Nothing in the records may be changed; reproduce all of them.
RECORDS SUPPLIED START
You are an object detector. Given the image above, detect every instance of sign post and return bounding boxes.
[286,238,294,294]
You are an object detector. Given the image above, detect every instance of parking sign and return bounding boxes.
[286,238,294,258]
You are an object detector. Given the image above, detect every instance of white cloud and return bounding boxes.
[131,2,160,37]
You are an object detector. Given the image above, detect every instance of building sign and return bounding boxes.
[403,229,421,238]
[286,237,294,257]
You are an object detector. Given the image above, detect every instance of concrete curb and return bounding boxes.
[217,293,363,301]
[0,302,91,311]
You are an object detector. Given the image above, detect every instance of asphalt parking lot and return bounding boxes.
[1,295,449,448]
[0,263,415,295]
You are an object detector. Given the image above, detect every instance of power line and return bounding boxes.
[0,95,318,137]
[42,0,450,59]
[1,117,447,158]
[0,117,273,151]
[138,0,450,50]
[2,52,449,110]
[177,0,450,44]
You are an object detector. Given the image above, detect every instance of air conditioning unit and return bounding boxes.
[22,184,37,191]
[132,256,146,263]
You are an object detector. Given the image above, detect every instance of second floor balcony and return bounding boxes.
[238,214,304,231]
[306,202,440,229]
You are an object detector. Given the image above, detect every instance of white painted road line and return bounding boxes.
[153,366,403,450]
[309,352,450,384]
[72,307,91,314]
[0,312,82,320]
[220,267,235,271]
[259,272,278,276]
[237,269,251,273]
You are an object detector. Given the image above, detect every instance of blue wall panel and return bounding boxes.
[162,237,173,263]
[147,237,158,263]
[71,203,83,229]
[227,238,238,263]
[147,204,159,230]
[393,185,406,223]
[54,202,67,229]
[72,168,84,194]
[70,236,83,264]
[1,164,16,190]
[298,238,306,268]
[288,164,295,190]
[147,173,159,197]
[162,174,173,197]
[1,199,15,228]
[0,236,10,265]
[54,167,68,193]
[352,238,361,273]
RECORDS SUPPLIED END
COMPLETED EXERCISE:
You are an object detector. Given the image above, detect every instance of sign post and return bounding boxes.
[286,238,294,294]
You are an object detector. Given the image above, detect every instance of parking sign and return bounding boxes.
[286,238,294,258]
You are an object detector. Given the image above, detect every instance of white cloud and return bounding boxes.
[131,2,160,37]
You are an object detector. Given the image above, detect every instance of building sign and return bounding boxes.
[403,229,421,238]
[286,237,294,257]
You are an object detector. Given the image above, detect every instance of concrete curb and return bounding boxes.
[217,293,363,301]
[0,302,91,311]
You are an object detector. Given the image above, detect every instance of asphalt parking lot and return bounding boxes.
[1,295,449,448]
[0,263,415,295]
You are an object detector. Given the image above, detect every instance of power line and return bounding boxes.
[0,95,318,137]
[42,0,450,59]
[1,117,447,158]
[0,117,273,151]
[138,0,450,50]
[2,52,449,110]
[177,0,450,44]
You are an object detector. Given the image above, detect every instance of air conditioning unit and return bounding boxes.
[22,184,37,191]
[132,256,146,263]
You are an object detector. Given the image above, detect every instance of second floor balcony and return bounding boxes.
[238,214,304,231]
[306,202,440,229]
You are an object detector. Given the image above, detect every instance of white painted road line and return bounding boxes.
[153,366,403,450]
[309,352,450,384]
[72,307,91,314]
[0,312,82,320]
[220,267,235,271]
[259,272,278,276]
[237,269,251,273]
You are an object detector. Given the image above, detect every instance of blue wall panel and return bounding boxes.
[162,237,173,263]
[147,237,158,263]
[71,203,83,229]
[227,238,238,263]
[147,204,159,230]
[393,185,406,223]
[54,202,67,229]
[72,168,84,194]
[70,236,83,264]
[1,164,16,190]
[298,238,306,268]
[288,164,295,190]
[147,173,159,197]
[162,174,173,197]
[1,199,15,228]
[0,236,10,265]
[54,167,68,193]
[352,238,361,273]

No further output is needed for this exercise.